Something to be caught, contained and controlled

just by us.

As if it’s a birthday present,

waiting for us to unwrap it

and keep forever and ever.

And who can blame us,

with pain seeming so powerfully prevalent, and permanent.

If sadness can stay for so long,

why can’t joy?

But maybe it’s elusive

for a reason.

Maybe it’s slippery

in order to help us understand

that it was put here to fly.

Or better yet:

To be flung!

To be passed, not possessed.

To be spread

between you and me,

between the ones who receive its gift

and the ones that have been looking for its treasure

for a very long time.

Maybe it’s a beautiful and elegant contagion,

over which we just might have more control than we think.

If only we share it.

If only we notice that joy is not ours to keep,

but ours to give.

Maybe joy is a gift that opens us

as much as we open to it.

Maybe that’s the way light leaks into our weary world.

Our Spiritual Exercises

It’s one thing to analyze a theme; it’s quite another to experience it. By pulling us out of the space of thinking and into the space of doing, these exercises invite us to figure out not just what we have to say about life, but also what life has to say to us!

Pick the exercise that speaks to you the most. Come to your group ready to share why you picked the exercise you did, where it surprised you and what gift it gave you.

Option A

Your Box of Joy

We all travel roads that turn long and lonely sometimes. We make it through such stretches of loss and struggle only because of the joy we carry with us and within us. It’s like having a box of remembered joy that we can draw from for sustenance and strength. This exercise invites you to think about what you want to put in your “box.”

Make a list or poem of what brings you joy. Fill it with past memories as well as current ones. Take your time with it. Maybe even fill it up over a matter of days. The hard part will be keeping your joy list/poem to a single page!

Click HERE to read how one Soul Matters team member went about it.

Come to your group ready to share what surprised you about what made it into your box and what commonalities your noticed.

Option B

Schedule Your Joy

Our daily calendars are full of work tasks and personal errands. They are dedicated to the things we have to do, not want to do. So why not throw a wrinkle into that and schedule in a daily dose of joy? We’re being literal here: actually sit down at the start of a week and write in a joyful activity on each day of your calendar for that week. Don’t pressure yourself to come up with “big” things. They can be as simple as “Call mom” on Tuesday at 7:30pm or “Walk in the sun” on Thursday at 2pm or “Eat dessert for dinner” on Sunday at 6pm. The key is to do one a day and put them in at a specific time. And to keep yourself accountable to joy, move your “joy appointment” to the next day if you don’t get to it as scheduled. Do not cross it off entirely. Maybe even schedule an entire “joy catch up day” if you need to.

Come to your group ready to share how hard it was to keep this up and how it altered how you felt about the flow of your days.

Option C

Embrace The Ridiculous

This exercise is inspired by a squirrel census. You read that right: a squirrel census. In 2012, a bunch of residents from Atlanta – many strangers to each other before this – organized themselves to count every squirrel that lived in their neighborhood park. They developed a rigorous – even if not scientific – methodology and they all gave countless hours to this effort. Why did they do this? Well, for the ridiculousness of it! They figured out that

being ridiculous and being joyful go hand in hand. Silliness, it turns out, is one of the best ways to disconnect from the seriousness of life that can drain the energy from our days.

## [TASK TO CARRY OUT]
Write what comes next in the text on joy, starting right after its last sentence. The material after the text on joy comes from a different source.

Image annotation data:
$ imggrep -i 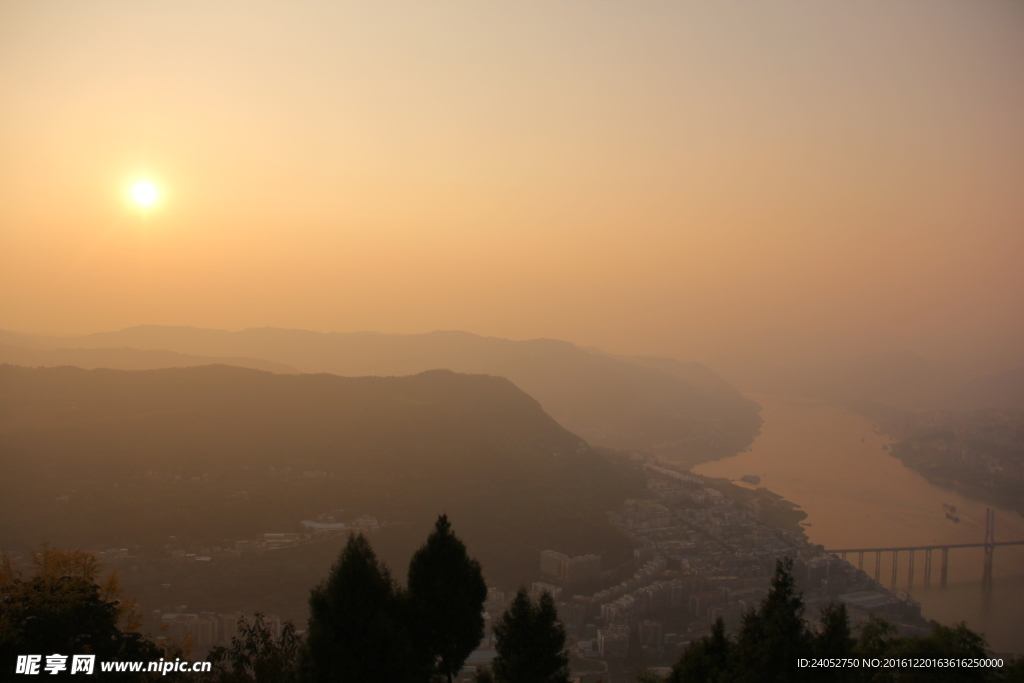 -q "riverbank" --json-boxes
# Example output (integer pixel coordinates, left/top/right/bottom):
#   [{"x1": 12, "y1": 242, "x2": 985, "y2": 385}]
[{"x1": 693, "y1": 395, "x2": 1024, "y2": 652}]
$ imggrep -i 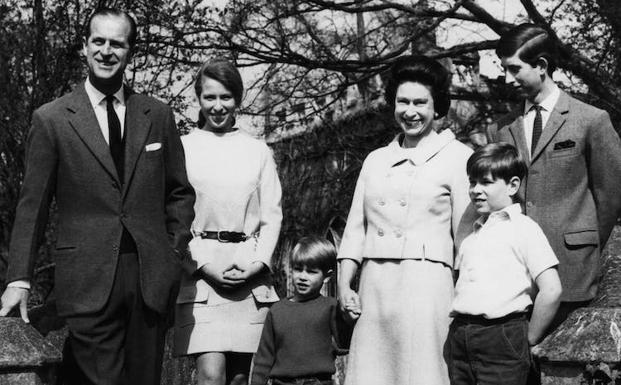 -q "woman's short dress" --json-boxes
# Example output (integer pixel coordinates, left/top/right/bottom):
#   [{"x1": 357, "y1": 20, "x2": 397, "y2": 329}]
[{"x1": 174, "y1": 129, "x2": 282, "y2": 355}]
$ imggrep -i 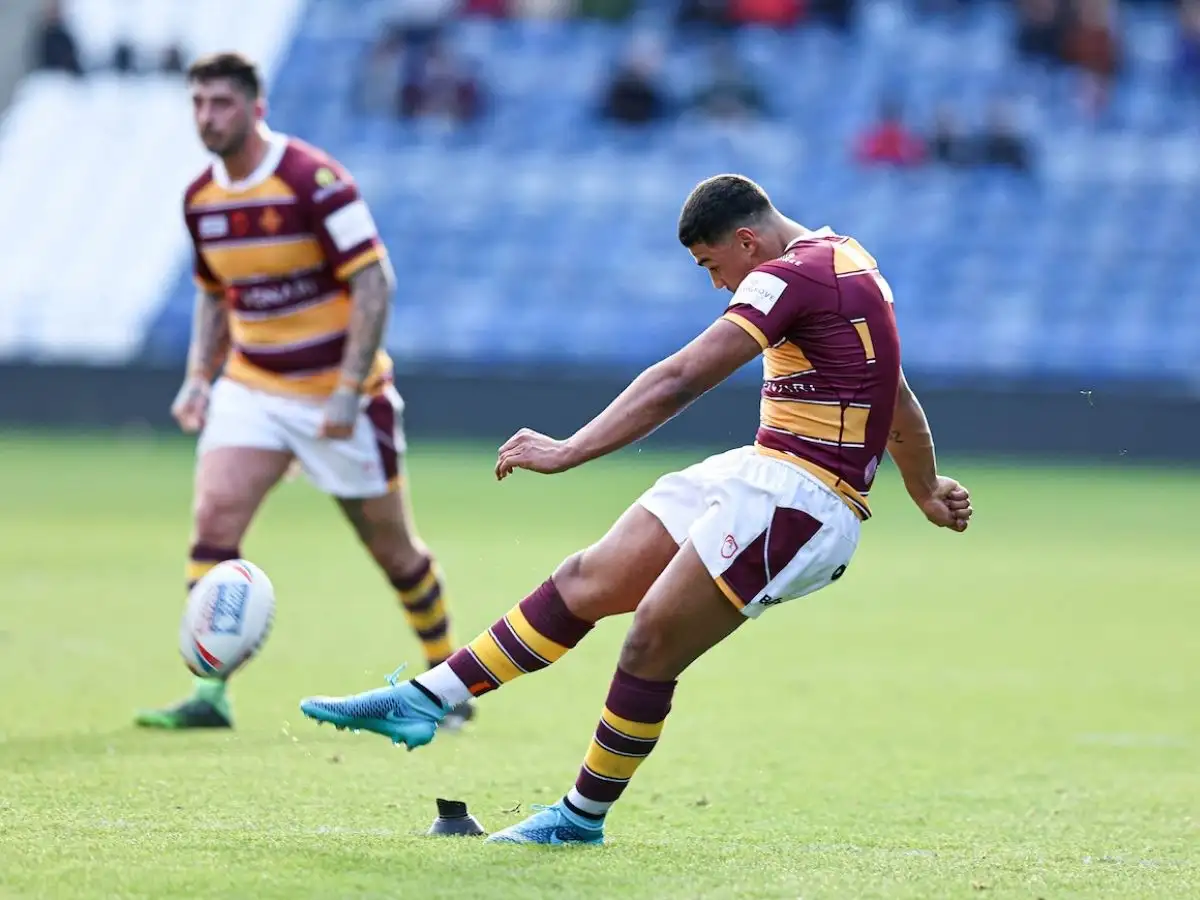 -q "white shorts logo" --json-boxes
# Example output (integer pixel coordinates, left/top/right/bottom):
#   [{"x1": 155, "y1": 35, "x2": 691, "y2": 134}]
[
  {"x1": 730, "y1": 272, "x2": 787, "y2": 316},
  {"x1": 325, "y1": 199, "x2": 378, "y2": 253}
]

## [OUTPUT OF THE TASK]
So, with this as your inspiration, do your own version of a squirrel census! (Maybe enlisting your family or a few friends!) While your ridiculous project can be a census of some kind, it doesn’t have to be. Here’s a list to get your imagination flowing:

  • Buy 12 different types of bar soap and test one a day in your morning shower, carefully ranking each according to scent, cleanliness, and “foam-ability.”
  • See how big of a cookie or pancake you can make.
  • Count up all the places there are for people to sit down along your walk to work or how many types of cereal your grocery store carries.
  • Make a Rube Goldberg Machine in your backyard
  • Instead of throwing away all those container lids, bottle caps and toothpaste tops, save up 2 weeks’ worth and then make a piece of art out of them.
  • Video tape yourself taking on the character that random clothes(start at 4:30) from your closet tell you to.
  • See how many un-rolled toilet paper rolls are in a mile or how many bites it takes to eat an entire container of Ben & Jerry’s ice cream. (Or buy three containers of Ben & Jerry’s cookie dough ice cream and see if all three have the same or wildly different number of cookie dough chunks!)

You get the idea. Come up with a ridiculous project, challenge or counting effort, all for the sake of joy! And come to your group ready to share how exquisite silliness freed you from seriousness.

Option D

Search Your Photos for Joy (and the Many Types of Joy!)

We often underestimate the amount of joy in our lives. So remind yourself by going back through all the photos on your camera or computer from the past year and pick out one for each type of joy you can think of. Besides helping you realize how blessed you are with joy; it will enable you to think more deeply about how you relate to joy. And with a better ability to name different forms of joy, the better you will be able to notice them when they show up in your life.

Come to your group ready to share which new types of joy you discovered!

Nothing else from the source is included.